__The problem__. Say, as a bare number, how many lines of the listing hold "woman".

═══

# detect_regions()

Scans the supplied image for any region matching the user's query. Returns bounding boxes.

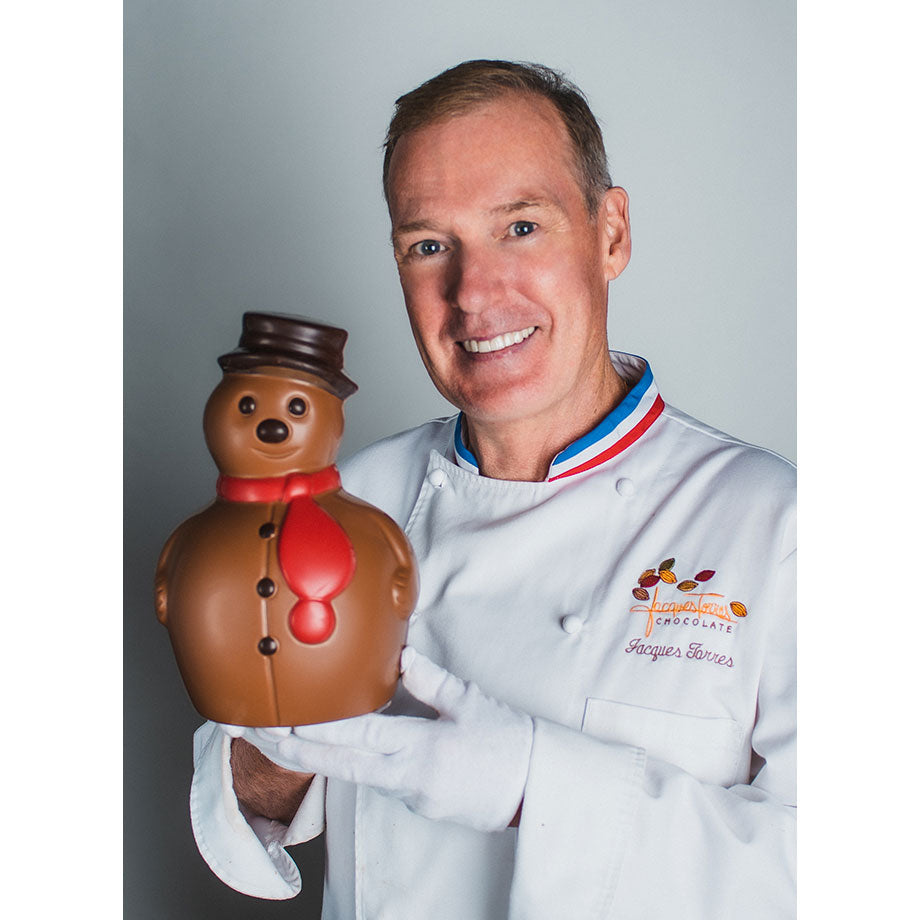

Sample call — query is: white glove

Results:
[227,647,534,833]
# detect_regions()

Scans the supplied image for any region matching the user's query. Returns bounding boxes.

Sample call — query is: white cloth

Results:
[190,353,796,918]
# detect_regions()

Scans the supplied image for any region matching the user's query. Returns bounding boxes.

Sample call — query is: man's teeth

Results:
[462,326,536,354]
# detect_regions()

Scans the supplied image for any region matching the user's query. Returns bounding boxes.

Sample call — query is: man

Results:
[190,60,795,918]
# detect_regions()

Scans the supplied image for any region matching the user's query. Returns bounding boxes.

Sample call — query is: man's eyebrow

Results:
[489,198,559,215]
[391,219,439,240]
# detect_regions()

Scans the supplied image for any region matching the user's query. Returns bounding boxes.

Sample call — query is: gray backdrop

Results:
[124,1,794,916]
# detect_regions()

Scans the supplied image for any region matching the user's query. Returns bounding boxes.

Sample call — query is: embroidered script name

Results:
[624,637,734,669]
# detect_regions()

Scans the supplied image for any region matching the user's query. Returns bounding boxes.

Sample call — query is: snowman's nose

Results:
[256,419,289,443]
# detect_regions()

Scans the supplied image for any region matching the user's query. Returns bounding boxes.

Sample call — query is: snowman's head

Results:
[203,366,345,478]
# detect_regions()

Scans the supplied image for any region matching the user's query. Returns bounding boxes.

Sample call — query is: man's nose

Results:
[446,245,504,314]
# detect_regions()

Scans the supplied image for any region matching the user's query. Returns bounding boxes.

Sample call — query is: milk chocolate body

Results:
[157,488,416,725]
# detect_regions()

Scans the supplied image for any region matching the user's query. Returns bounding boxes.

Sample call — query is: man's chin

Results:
[429,356,559,425]
[453,386,553,429]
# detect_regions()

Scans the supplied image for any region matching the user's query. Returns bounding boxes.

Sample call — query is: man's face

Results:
[387,93,630,430]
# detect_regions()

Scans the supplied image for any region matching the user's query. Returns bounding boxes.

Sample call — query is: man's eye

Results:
[413,240,444,257]
[510,221,537,237]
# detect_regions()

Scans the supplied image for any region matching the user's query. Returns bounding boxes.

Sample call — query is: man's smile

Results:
[460,326,537,354]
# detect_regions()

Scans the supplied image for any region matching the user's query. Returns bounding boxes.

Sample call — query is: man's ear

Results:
[599,187,631,281]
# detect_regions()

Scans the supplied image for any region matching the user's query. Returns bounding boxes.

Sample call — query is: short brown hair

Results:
[382,60,613,214]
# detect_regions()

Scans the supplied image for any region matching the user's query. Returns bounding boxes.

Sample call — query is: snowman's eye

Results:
[238,396,256,415]
[288,397,307,417]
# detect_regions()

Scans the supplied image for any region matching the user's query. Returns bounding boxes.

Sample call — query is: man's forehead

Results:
[386,95,581,225]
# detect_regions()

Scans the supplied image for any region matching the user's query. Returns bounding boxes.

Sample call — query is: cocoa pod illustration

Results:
[659,558,676,572]
[695,569,716,582]
[659,569,677,584]
[632,587,650,601]
[639,569,657,583]
[639,574,660,588]
[677,580,698,592]
[730,601,748,618]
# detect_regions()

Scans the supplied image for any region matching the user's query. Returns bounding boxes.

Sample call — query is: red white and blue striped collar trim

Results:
[452,352,665,481]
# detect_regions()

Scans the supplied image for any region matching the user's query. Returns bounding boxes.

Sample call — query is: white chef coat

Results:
[190,352,796,918]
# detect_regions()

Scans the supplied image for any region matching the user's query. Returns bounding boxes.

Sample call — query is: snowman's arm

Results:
[376,511,416,571]
[154,529,179,624]
[372,511,419,619]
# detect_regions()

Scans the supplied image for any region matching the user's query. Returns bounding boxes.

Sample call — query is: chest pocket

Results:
[582,698,744,787]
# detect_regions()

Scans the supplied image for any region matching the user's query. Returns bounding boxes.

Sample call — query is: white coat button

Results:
[616,477,635,496]
[428,469,447,488]
[561,614,584,635]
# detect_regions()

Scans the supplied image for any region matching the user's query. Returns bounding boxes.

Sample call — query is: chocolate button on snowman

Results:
[155,313,419,727]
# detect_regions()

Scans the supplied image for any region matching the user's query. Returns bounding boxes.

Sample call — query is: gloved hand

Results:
[224,647,534,833]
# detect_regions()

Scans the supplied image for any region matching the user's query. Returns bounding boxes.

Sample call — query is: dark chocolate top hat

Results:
[219,312,358,400]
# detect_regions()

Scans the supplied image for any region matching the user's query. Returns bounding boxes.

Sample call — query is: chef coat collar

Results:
[452,352,664,482]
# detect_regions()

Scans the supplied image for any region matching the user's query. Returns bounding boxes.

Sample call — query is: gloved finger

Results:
[399,645,417,673]
[252,726,294,742]
[217,722,246,738]
[291,712,402,754]
[399,647,468,713]
[276,734,400,788]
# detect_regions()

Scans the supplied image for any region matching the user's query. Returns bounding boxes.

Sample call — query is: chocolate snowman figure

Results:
[155,313,419,726]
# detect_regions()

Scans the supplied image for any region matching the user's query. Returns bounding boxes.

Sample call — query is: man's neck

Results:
[464,363,630,482]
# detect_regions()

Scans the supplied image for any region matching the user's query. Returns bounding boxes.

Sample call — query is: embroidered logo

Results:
[628,557,748,637]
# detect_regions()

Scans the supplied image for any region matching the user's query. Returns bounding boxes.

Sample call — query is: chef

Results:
[189,60,795,918]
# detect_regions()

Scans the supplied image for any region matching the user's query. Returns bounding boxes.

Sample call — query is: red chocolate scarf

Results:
[217,467,355,644]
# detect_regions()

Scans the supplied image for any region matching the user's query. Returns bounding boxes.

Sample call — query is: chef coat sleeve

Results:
[188,721,326,899]
[508,548,796,919]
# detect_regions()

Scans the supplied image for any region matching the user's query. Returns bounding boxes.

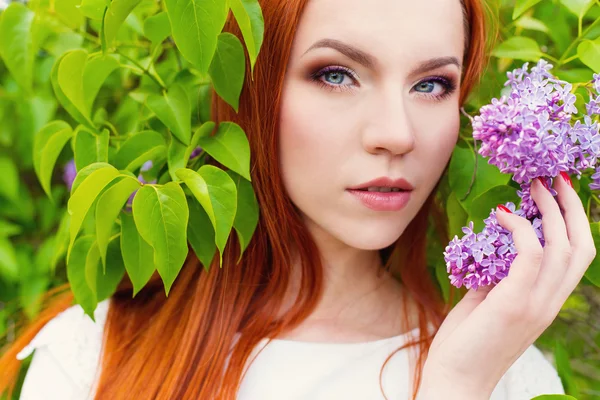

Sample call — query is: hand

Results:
[418,173,596,399]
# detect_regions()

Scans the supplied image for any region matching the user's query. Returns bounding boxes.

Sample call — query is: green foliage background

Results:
[0,0,598,398]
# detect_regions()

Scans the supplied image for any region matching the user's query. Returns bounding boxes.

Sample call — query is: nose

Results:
[362,89,415,157]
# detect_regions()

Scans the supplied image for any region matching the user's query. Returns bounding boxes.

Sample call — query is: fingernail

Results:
[537,177,550,191]
[559,171,573,188]
[497,204,512,214]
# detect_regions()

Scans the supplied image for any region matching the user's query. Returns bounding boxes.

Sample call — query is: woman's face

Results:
[279,0,465,250]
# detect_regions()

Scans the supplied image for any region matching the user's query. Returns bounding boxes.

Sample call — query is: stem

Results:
[558,16,600,65]
[116,50,166,90]
[562,55,579,65]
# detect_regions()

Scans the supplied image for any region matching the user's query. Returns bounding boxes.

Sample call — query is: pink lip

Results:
[348,176,415,191]
[347,189,412,211]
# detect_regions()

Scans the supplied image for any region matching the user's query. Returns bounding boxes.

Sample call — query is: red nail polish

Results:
[560,171,573,188]
[497,204,512,214]
[537,177,550,191]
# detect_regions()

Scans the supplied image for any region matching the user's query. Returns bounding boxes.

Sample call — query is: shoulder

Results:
[491,344,565,400]
[17,299,110,400]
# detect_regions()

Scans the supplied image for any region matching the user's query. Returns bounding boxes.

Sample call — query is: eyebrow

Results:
[302,38,461,76]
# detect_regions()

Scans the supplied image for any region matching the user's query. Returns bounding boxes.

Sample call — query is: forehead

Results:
[291,0,465,70]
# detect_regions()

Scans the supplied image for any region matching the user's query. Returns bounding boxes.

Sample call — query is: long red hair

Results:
[0,0,492,398]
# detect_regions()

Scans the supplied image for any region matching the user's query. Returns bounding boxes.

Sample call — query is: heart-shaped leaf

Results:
[227,171,258,259]
[209,33,245,112]
[0,3,35,92]
[113,130,167,171]
[74,127,110,171]
[33,121,74,200]
[176,166,236,266]
[146,84,191,145]
[229,0,264,73]
[197,122,251,181]
[120,211,156,296]
[102,0,143,51]
[187,198,216,271]
[492,36,543,61]
[132,182,189,295]
[51,50,119,129]
[96,175,141,269]
[164,0,229,74]
[577,39,600,73]
[67,235,98,319]
[67,164,120,261]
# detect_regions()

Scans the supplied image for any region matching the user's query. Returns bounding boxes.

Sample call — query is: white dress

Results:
[16,299,566,400]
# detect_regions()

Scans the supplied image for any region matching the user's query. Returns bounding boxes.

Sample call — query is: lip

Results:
[348,176,415,191]
[347,189,412,211]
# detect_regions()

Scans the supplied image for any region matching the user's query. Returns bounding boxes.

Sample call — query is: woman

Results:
[0,0,593,398]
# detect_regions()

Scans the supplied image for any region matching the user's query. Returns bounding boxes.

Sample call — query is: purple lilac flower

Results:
[444,203,544,290]
[444,60,600,290]
[190,146,203,159]
[63,159,77,191]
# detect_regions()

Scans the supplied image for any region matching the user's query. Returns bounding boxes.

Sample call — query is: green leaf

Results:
[143,11,171,45]
[71,162,114,195]
[585,222,600,287]
[55,0,85,29]
[176,166,236,266]
[577,39,600,73]
[492,36,543,61]
[51,50,119,129]
[103,0,143,49]
[120,211,156,296]
[560,0,593,18]
[227,171,258,259]
[33,121,74,199]
[74,127,110,171]
[209,33,245,112]
[50,213,70,273]
[514,16,549,34]
[512,0,542,20]
[530,395,578,399]
[187,198,216,271]
[554,339,580,398]
[166,121,213,181]
[468,186,520,232]
[95,175,141,270]
[67,165,120,261]
[164,0,229,73]
[448,145,510,209]
[97,237,126,300]
[67,235,98,319]
[132,183,189,295]
[0,219,23,237]
[113,130,167,171]
[79,0,110,20]
[197,122,251,181]
[0,157,19,202]
[434,261,450,303]
[147,84,191,145]
[0,238,19,282]
[229,0,264,73]
[446,191,467,239]
[0,3,35,92]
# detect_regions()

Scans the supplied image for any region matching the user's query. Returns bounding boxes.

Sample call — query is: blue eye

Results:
[415,81,436,93]
[310,66,358,92]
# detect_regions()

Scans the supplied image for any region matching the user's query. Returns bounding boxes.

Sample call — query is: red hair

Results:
[0,0,492,398]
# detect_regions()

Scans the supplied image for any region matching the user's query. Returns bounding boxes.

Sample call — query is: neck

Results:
[279,219,410,342]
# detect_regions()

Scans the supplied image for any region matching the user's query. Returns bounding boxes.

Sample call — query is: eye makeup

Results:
[308,64,458,101]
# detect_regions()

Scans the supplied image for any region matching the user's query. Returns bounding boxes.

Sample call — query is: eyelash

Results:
[309,65,457,101]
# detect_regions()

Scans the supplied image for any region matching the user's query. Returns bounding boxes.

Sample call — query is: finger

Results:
[494,208,543,295]
[550,172,597,307]
[529,177,571,298]
[433,285,493,342]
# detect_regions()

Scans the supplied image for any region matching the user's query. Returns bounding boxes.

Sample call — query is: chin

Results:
[331,222,406,250]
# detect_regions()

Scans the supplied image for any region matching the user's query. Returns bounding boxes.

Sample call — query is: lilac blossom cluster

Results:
[444,60,600,290]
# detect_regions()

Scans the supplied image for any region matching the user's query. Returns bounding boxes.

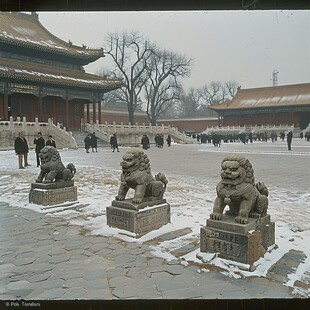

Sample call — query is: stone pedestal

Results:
[200,214,275,264]
[107,199,170,237]
[29,181,78,206]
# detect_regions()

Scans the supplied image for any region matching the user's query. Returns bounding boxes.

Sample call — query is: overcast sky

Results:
[39,10,310,91]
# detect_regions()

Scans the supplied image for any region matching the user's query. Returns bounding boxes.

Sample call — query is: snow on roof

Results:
[0,12,103,62]
[0,61,122,90]
[210,83,310,110]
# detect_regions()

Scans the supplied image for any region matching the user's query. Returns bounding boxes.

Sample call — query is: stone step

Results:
[148,227,193,245]
[71,131,109,148]
[171,240,200,258]
[266,249,307,283]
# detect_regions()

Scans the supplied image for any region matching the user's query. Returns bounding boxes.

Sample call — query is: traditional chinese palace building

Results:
[0,12,122,130]
[209,83,310,130]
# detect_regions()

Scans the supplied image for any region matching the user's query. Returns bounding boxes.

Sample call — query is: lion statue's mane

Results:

═══

__Written solution__. 2